Your task: Count how many lines in the material below contain the word "concrete", treating uppercase and lowercase as different. Reply with the number only.

Data supplied:
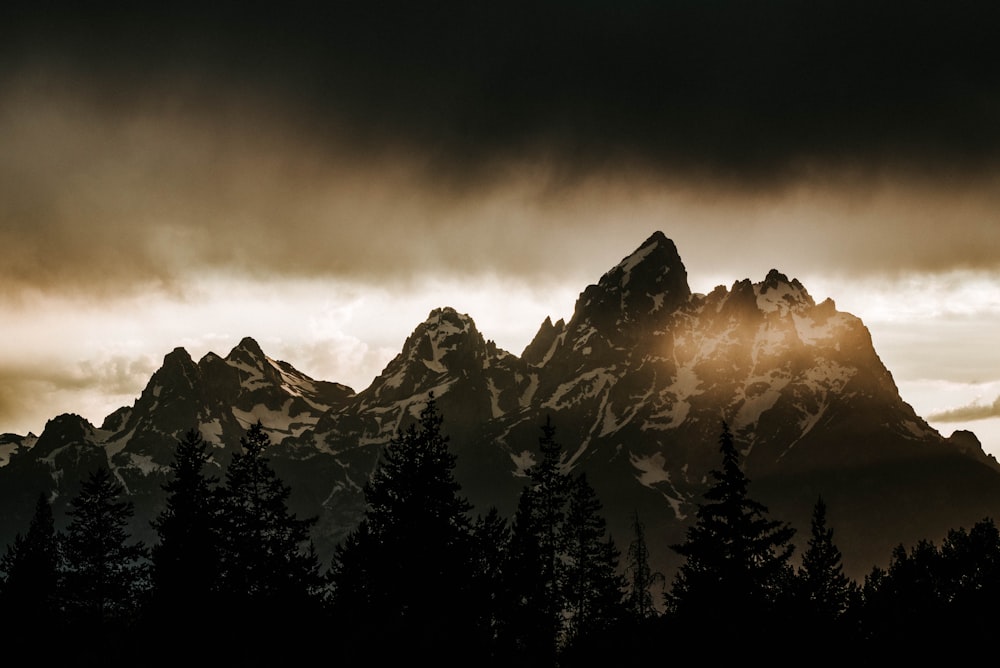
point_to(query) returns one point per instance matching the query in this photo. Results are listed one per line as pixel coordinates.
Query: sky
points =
(320, 176)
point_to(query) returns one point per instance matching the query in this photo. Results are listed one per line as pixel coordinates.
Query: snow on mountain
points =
(637, 383)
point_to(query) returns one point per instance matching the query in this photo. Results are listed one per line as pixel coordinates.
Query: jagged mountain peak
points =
(248, 351)
(646, 285)
(777, 293)
(178, 355)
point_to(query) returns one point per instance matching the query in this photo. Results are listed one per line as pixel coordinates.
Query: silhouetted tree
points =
(268, 564)
(595, 590)
(28, 591)
(537, 570)
(186, 558)
(491, 545)
(823, 593)
(736, 566)
(905, 602)
(406, 572)
(641, 578)
(104, 574)
(971, 560)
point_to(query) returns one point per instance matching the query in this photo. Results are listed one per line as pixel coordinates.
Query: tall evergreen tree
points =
(269, 573)
(491, 544)
(186, 558)
(537, 569)
(406, 572)
(595, 589)
(640, 576)
(267, 555)
(971, 560)
(824, 588)
(30, 569)
(823, 594)
(105, 575)
(736, 558)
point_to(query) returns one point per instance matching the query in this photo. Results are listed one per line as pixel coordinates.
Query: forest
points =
(233, 576)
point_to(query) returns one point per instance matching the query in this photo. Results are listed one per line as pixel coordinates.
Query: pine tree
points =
(822, 593)
(595, 589)
(641, 578)
(269, 574)
(736, 559)
(538, 573)
(824, 588)
(185, 560)
(406, 572)
(267, 556)
(30, 567)
(105, 575)
(491, 544)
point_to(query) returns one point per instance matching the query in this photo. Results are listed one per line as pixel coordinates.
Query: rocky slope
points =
(637, 383)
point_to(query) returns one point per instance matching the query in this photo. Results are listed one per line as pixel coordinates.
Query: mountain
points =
(637, 384)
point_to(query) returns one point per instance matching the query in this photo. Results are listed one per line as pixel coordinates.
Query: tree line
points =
(233, 575)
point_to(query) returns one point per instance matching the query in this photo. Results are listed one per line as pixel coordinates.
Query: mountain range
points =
(637, 384)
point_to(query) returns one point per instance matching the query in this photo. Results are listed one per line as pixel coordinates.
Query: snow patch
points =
(652, 468)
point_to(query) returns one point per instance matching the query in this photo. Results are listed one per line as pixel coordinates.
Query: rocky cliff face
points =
(637, 384)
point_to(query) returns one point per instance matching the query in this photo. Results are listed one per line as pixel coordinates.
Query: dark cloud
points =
(745, 91)
(143, 146)
(974, 411)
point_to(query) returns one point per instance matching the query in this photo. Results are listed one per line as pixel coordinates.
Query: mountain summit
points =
(637, 383)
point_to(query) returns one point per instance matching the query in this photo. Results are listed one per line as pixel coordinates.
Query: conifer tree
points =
(822, 594)
(30, 569)
(736, 558)
(594, 588)
(491, 544)
(104, 574)
(824, 588)
(267, 556)
(186, 558)
(538, 573)
(406, 571)
(641, 578)
(269, 573)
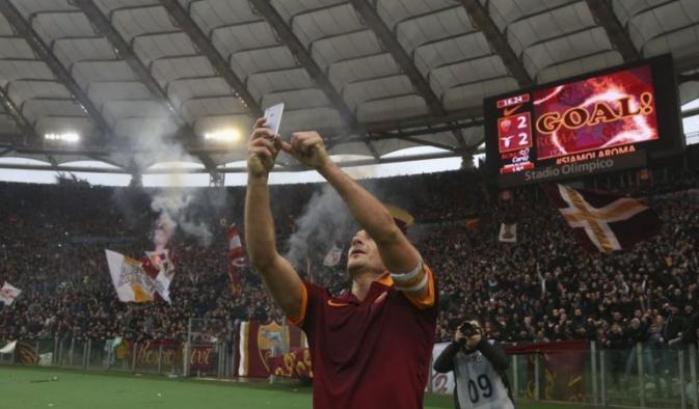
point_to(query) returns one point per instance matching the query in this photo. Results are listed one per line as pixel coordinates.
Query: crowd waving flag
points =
(9, 293)
(236, 257)
(131, 282)
(159, 266)
(604, 221)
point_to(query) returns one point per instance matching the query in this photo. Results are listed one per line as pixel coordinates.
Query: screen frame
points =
(667, 104)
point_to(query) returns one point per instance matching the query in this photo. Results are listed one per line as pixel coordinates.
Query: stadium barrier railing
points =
(646, 375)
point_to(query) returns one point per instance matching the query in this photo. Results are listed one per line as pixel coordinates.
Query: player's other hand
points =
(308, 148)
(459, 337)
(263, 148)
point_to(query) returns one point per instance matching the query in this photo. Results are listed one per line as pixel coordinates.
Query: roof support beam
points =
(604, 14)
(22, 27)
(23, 124)
(498, 41)
(405, 61)
(287, 36)
(104, 27)
(122, 49)
(428, 143)
(185, 22)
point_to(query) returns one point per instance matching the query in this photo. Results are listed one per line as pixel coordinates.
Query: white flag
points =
(9, 293)
(508, 233)
(333, 257)
(130, 281)
(166, 270)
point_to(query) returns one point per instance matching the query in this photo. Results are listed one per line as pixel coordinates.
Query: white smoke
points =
(172, 205)
(326, 221)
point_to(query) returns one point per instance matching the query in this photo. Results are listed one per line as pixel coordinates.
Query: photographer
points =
(479, 369)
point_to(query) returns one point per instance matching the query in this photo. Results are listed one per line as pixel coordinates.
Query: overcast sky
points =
(691, 128)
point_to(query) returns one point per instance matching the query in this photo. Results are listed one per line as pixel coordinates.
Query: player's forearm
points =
(259, 224)
(278, 275)
(365, 208)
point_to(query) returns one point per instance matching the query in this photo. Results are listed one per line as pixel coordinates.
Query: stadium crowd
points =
(542, 288)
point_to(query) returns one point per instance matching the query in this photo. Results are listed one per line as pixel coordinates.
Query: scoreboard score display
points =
(604, 121)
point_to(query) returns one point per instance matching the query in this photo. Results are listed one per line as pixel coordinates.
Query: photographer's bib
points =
(478, 385)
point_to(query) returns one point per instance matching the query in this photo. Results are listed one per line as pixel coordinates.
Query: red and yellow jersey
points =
(375, 353)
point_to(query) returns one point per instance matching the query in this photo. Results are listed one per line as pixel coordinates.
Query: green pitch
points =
(30, 388)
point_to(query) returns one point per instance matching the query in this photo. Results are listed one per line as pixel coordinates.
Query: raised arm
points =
(277, 273)
(397, 254)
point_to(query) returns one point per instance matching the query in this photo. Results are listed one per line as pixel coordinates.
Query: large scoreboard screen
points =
(599, 122)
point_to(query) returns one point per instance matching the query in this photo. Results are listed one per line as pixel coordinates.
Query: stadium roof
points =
(375, 76)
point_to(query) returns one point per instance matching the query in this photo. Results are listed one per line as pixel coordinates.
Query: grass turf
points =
(38, 388)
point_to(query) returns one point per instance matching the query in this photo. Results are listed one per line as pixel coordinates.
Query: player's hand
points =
(308, 148)
(473, 341)
(263, 148)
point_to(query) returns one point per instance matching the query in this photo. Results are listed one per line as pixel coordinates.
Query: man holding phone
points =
(370, 346)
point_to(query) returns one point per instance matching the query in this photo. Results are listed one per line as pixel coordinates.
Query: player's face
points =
(364, 255)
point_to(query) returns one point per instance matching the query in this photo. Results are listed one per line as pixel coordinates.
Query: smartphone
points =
(273, 115)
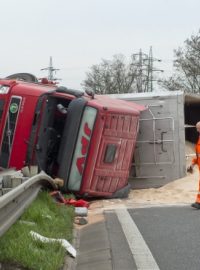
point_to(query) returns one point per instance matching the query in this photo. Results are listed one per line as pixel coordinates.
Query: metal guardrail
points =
(13, 203)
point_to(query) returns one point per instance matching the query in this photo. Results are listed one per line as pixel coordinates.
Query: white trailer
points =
(160, 148)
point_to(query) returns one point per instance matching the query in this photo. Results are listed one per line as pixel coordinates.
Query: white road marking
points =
(141, 253)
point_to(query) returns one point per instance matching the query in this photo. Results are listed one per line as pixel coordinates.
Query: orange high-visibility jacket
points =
(196, 160)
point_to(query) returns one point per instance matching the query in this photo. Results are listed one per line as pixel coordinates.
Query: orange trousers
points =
(196, 161)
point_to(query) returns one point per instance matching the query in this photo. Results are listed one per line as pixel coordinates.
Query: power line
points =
(51, 71)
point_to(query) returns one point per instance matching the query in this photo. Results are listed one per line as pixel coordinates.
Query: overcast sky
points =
(79, 33)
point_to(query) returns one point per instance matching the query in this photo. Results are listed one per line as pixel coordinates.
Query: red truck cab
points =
(87, 141)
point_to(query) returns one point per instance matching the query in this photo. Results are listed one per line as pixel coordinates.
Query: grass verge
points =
(45, 217)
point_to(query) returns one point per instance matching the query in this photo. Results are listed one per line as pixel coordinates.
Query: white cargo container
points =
(160, 148)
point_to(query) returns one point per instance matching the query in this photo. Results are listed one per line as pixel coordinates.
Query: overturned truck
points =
(86, 140)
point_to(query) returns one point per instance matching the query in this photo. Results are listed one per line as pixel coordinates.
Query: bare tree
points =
(114, 76)
(187, 67)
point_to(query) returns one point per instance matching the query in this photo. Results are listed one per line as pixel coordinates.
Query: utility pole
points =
(51, 70)
(150, 71)
(145, 71)
(141, 65)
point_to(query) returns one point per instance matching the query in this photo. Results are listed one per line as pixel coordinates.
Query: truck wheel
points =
(121, 193)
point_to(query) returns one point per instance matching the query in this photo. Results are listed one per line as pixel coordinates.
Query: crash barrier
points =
(14, 202)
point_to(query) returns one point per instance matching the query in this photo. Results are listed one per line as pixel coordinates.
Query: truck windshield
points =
(60, 138)
(81, 149)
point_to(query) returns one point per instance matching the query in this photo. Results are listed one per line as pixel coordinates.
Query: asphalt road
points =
(172, 234)
(166, 238)
(153, 238)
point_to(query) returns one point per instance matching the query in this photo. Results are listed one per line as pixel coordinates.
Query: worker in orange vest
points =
(196, 161)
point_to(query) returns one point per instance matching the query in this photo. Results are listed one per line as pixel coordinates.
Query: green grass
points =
(47, 218)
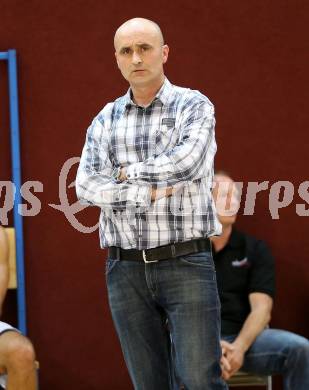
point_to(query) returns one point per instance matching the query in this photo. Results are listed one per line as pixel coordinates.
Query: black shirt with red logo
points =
(244, 266)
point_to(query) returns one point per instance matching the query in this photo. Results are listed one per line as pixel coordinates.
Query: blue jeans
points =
(182, 291)
(279, 352)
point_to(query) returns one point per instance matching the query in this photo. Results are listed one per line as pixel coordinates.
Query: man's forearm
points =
(253, 326)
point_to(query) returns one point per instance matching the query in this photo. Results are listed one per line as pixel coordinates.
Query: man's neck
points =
(144, 95)
(219, 242)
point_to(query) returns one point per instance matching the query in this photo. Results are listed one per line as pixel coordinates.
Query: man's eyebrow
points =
(138, 45)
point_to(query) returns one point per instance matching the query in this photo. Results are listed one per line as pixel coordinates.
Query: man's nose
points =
(136, 58)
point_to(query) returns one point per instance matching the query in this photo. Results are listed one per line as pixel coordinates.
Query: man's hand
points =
(232, 358)
(161, 193)
(123, 174)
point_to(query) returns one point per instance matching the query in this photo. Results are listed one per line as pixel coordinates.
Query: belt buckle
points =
(145, 259)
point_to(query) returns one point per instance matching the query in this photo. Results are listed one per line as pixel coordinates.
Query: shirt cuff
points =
(133, 171)
(140, 195)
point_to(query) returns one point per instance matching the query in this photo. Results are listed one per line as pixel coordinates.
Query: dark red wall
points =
(247, 56)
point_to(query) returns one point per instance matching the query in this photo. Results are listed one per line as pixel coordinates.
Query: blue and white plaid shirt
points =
(170, 143)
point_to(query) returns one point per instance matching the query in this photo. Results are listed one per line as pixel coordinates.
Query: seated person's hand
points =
(232, 358)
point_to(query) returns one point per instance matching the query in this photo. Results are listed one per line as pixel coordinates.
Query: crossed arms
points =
(190, 159)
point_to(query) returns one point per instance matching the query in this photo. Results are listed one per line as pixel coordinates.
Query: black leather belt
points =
(164, 252)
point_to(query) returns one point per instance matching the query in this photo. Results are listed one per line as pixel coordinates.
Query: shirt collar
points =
(163, 94)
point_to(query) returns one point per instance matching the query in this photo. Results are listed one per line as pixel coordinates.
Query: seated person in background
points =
(17, 358)
(246, 285)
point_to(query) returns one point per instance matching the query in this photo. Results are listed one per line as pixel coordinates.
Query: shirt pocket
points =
(166, 139)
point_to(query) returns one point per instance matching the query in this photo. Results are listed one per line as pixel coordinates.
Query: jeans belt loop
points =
(145, 258)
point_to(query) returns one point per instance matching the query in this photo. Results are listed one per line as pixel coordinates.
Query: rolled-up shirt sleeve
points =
(190, 159)
(94, 182)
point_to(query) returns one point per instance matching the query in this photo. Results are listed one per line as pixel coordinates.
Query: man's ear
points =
(116, 59)
(165, 51)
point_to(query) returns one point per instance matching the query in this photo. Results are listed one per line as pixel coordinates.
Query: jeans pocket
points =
(109, 265)
(202, 259)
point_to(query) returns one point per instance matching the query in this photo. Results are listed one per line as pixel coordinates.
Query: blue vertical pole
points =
(16, 173)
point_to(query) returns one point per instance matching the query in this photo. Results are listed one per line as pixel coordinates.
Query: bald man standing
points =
(148, 164)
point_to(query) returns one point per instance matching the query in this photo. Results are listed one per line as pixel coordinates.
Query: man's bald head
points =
(138, 24)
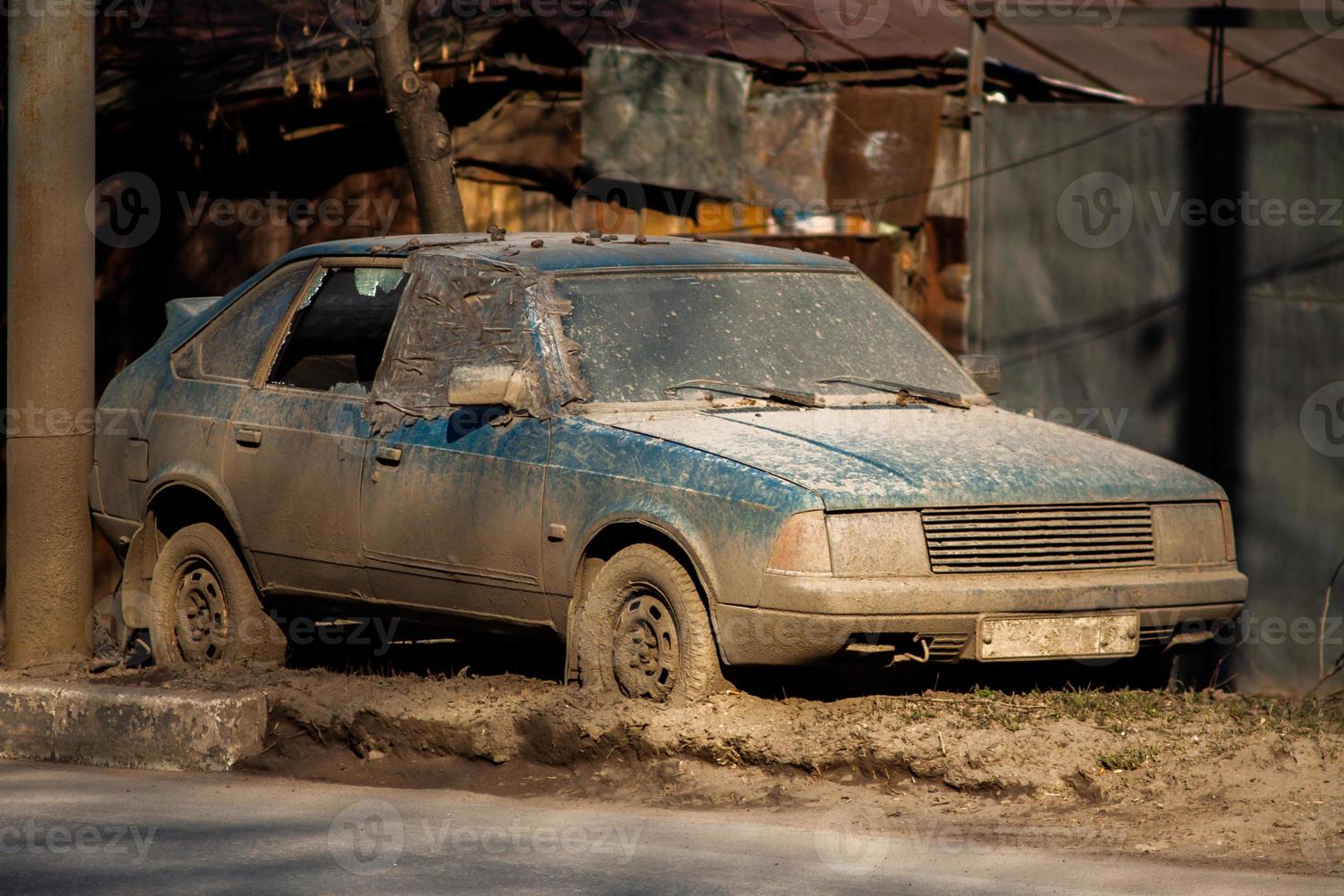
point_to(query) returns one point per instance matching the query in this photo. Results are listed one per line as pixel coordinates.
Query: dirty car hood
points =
(917, 455)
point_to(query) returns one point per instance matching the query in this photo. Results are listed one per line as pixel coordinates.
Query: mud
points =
(1199, 776)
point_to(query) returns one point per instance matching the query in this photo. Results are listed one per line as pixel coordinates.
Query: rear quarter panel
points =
(185, 423)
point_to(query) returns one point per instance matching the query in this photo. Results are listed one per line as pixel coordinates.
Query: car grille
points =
(1029, 539)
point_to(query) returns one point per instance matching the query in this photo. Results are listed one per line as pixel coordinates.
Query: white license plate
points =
(1085, 635)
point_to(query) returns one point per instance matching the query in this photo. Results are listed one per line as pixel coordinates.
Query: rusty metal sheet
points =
(882, 151)
(527, 133)
(786, 146)
(666, 119)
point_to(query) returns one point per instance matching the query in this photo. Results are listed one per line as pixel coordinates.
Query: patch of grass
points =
(1126, 759)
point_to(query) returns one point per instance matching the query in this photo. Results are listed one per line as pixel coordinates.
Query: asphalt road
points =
(74, 829)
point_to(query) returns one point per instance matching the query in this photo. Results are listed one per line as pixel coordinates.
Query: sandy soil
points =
(1206, 776)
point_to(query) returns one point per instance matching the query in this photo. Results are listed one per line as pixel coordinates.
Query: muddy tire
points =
(203, 606)
(643, 632)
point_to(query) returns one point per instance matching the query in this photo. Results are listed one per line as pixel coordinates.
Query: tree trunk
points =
(421, 125)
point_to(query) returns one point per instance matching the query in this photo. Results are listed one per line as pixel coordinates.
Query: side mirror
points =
(475, 384)
(986, 371)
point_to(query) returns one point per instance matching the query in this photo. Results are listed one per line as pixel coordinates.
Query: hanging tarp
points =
(788, 132)
(667, 120)
(882, 152)
(476, 312)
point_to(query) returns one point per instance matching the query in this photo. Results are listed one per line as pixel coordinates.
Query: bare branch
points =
(420, 123)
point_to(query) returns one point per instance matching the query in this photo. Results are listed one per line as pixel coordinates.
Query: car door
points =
(452, 515)
(452, 503)
(294, 450)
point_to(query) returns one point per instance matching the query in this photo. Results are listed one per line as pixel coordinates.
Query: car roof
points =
(560, 252)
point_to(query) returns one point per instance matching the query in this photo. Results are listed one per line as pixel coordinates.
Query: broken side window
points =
(474, 312)
(233, 344)
(336, 338)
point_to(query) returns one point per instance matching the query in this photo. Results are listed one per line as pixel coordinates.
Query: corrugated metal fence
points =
(1175, 278)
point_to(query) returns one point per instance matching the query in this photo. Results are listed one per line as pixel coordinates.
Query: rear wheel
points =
(643, 630)
(203, 606)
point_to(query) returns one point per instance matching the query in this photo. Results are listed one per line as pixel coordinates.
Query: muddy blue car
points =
(677, 455)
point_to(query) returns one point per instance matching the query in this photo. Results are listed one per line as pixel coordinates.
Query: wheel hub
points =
(645, 655)
(200, 614)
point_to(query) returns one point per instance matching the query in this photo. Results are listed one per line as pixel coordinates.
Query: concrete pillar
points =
(48, 445)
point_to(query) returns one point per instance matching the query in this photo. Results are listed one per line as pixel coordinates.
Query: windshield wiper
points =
(938, 397)
(748, 389)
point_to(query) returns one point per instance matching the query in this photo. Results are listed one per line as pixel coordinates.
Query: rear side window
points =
(233, 346)
(339, 332)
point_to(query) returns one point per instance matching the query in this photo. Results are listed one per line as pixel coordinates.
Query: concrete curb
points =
(129, 727)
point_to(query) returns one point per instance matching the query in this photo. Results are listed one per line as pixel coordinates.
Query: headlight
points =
(878, 543)
(1189, 534)
(801, 544)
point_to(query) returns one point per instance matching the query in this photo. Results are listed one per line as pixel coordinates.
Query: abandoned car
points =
(675, 454)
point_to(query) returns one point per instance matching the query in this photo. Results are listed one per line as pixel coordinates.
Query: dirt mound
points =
(1204, 776)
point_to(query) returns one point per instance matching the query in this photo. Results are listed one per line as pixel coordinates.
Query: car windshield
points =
(643, 332)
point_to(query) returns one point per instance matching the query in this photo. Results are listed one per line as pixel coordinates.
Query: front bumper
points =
(806, 620)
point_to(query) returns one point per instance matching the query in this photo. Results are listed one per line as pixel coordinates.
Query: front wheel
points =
(203, 606)
(643, 630)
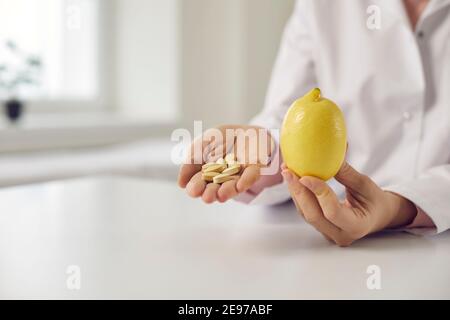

Response: 2